- What the task asks
Only the lines from the line containing "of the checkered" through the final line of the entries should be printed, exactly as given, with the pictures left out.

- Data lines
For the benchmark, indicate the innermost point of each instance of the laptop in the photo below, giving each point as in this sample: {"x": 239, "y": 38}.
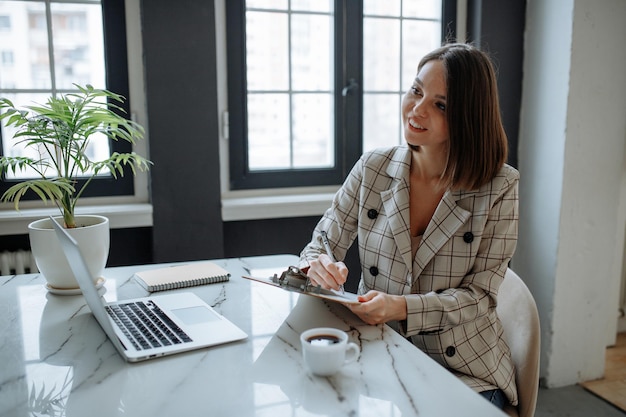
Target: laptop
{"x": 153, "y": 326}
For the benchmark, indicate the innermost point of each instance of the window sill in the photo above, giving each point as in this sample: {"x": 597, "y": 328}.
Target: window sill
{"x": 238, "y": 206}
{"x": 120, "y": 216}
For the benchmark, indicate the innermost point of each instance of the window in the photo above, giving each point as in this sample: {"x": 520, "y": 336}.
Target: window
{"x": 312, "y": 84}
{"x": 47, "y": 46}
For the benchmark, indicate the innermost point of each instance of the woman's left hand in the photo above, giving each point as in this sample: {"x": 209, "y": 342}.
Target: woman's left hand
{"x": 377, "y": 307}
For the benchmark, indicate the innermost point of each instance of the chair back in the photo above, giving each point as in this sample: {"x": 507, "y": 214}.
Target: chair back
{"x": 518, "y": 313}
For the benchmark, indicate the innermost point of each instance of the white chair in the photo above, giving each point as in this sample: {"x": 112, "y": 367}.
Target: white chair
{"x": 518, "y": 313}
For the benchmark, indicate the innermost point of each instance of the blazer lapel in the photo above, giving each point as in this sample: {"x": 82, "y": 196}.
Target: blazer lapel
{"x": 448, "y": 218}
{"x": 396, "y": 203}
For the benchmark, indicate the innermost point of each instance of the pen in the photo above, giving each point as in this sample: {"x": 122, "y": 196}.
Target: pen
{"x": 330, "y": 253}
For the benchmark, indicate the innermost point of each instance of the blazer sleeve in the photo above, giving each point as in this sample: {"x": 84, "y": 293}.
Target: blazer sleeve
{"x": 435, "y": 312}
{"x": 340, "y": 221}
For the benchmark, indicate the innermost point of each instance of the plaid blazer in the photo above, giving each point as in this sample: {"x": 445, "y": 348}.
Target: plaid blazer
{"x": 451, "y": 285}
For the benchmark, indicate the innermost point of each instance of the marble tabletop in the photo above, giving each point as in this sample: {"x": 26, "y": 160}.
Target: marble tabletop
{"x": 56, "y": 361}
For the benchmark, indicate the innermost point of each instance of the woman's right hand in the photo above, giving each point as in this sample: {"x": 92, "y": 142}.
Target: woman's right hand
{"x": 326, "y": 273}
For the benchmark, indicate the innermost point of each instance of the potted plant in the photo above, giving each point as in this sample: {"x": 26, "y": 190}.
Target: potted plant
{"x": 60, "y": 132}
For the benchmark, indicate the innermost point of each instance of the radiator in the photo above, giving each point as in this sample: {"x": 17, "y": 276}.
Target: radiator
{"x": 17, "y": 262}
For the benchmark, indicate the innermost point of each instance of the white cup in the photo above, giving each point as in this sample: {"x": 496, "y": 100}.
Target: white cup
{"x": 326, "y": 350}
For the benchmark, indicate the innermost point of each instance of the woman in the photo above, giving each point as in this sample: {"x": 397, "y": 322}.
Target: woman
{"x": 436, "y": 222}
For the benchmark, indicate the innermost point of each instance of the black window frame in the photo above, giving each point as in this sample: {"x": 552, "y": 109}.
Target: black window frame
{"x": 116, "y": 70}
{"x": 348, "y": 25}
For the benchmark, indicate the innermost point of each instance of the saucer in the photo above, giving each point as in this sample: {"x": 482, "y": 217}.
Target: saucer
{"x": 73, "y": 291}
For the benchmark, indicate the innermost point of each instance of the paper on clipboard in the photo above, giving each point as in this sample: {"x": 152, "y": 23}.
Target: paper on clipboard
{"x": 294, "y": 280}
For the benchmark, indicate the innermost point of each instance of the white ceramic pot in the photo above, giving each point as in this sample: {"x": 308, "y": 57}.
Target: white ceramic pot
{"x": 91, "y": 233}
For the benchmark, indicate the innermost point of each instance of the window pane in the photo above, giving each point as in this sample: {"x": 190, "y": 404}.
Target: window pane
{"x": 267, "y": 43}
{"x": 323, "y": 6}
{"x": 418, "y": 38}
{"x": 311, "y": 52}
{"x": 78, "y": 44}
{"x": 381, "y": 121}
{"x": 267, "y": 4}
{"x": 381, "y": 54}
{"x": 425, "y": 9}
{"x": 313, "y": 131}
{"x": 381, "y": 8}
{"x": 268, "y": 131}
{"x": 25, "y": 37}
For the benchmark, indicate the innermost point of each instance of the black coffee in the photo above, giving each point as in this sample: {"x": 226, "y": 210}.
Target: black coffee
{"x": 323, "y": 340}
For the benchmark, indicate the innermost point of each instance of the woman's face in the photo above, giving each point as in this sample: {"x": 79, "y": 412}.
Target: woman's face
{"x": 424, "y": 108}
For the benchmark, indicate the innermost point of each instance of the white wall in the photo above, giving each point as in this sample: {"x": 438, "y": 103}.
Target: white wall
{"x": 571, "y": 159}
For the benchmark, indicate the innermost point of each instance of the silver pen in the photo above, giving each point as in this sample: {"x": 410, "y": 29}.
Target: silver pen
{"x": 329, "y": 252}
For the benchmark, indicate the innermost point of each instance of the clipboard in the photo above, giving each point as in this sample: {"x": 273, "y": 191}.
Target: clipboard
{"x": 294, "y": 280}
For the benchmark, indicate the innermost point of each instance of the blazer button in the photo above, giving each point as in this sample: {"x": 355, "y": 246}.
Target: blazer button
{"x": 450, "y": 351}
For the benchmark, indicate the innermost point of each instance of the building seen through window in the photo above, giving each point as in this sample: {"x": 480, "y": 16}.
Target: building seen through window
{"x": 45, "y": 48}
{"x": 321, "y": 81}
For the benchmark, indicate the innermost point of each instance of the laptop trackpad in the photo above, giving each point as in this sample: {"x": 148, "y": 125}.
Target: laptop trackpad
{"x": 195, "y": 315}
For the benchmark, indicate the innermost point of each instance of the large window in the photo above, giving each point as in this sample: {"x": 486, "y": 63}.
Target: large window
{"x": 46, "y": 47}
{"x": 313, "y": 84}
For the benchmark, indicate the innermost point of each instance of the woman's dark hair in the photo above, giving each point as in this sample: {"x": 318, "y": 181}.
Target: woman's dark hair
{"x": 478, "y": 144}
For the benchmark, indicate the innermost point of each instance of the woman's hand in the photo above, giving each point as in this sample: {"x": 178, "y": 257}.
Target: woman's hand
{"x": 330, "y": 275}
{"x": 377, "y": 307}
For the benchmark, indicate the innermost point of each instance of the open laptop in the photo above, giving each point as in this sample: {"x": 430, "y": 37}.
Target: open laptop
{"x": 148, "y": 327}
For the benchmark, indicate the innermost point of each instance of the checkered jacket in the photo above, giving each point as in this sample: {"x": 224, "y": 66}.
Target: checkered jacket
{"x": 451, "y": 285}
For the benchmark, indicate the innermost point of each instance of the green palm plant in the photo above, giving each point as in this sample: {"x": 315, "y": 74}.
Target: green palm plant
{"x": 61, "y": 130}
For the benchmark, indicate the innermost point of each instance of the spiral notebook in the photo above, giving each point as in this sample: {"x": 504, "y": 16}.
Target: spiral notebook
{"x": 180, "y": 276}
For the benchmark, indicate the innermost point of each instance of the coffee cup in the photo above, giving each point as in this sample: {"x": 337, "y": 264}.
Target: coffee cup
{"x": 327, "y": 350}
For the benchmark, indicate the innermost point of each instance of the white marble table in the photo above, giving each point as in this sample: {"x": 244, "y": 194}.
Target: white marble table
{"x": 55, "y": 360}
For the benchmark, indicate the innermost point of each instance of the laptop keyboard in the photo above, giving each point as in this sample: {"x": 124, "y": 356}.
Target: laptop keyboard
{"x": 146, "y": 325}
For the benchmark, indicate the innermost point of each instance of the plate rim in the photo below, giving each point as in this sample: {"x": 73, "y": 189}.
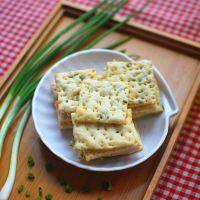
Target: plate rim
{"x": 104, "y": 169}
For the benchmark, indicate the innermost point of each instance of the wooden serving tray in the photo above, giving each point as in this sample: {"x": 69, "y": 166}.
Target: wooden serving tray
{"x": 182, "y": 72}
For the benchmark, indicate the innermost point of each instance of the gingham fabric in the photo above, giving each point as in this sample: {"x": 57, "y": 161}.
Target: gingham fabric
{"x": 19, "y": 20}
{"x": 181, "y": 177}
{"x": 178, "y": 17}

- Result
For the benchmark, indicate the innermost point of each instance of the checkered jacket in the photo above, giving each point as in this sample: {"x": 224, "y": 66}.
Target: checkered jacket
{"x": 451, "y": 285}
For the benchmark, indicate the innermost point of each instance of the green palm plant in the photo above, giving each point as in this sample: {"x": 315, "y": 74}.
Target: green palm plant
{"x": 61, "y": 130}
For the benchmark, indicate the innermost point of each instance of the spiral notebook in the photo above, giving each point as in this sample: {"x": 504, "y": 16}.
Target: spiral notebook
{"x": 180, "y": 276}
For the benchmark, indicate the innermost point of each instance of the coffee cup in the photo above, giving each point as in this sample: {"x": 337, "y": 264}.
Target: coffee cup
{"x": 327, "y": 350}
For the benchmark, indicate the innermost point of each instance of the white marble table in the photo above, giving each point as in this sample: {"x": 244, "y": 194}.
Target: white marble table
{"x": 55, "y": 360}
For the benchmark, indicate the innermost point of each instance of the laptop keyboard in the photo above, giving each point as in this sample: {"x": 124, "y": 356}.
Target: laptop keyboard
{"x": 146, "y": 325}
For the benchmark, indicate the innermost point of each instance of the plate rim in the photo below, giving each point as in this sample: {"x": 73, "y": 189}.
Target: plate rim
{"x": 104, "y": 169}
For the benchmark, indicate the innermost point of each instance of the wooden serving tray in the photo above, giving each point as in this sample: {"x": 69, "y": 166}.
Target: wooden serving tray
{"x": 182, "y": 72}
For the benchmark, indicate the innermost point of each instance of the gingham fabric in the photo above, giving each point as in this sample: {"x": 57, "y": 161}.
Target: gingham fabric
{"x": 19, "y": 20}
{"x": 181, "y": 177}
{"x": 178, "y": 17}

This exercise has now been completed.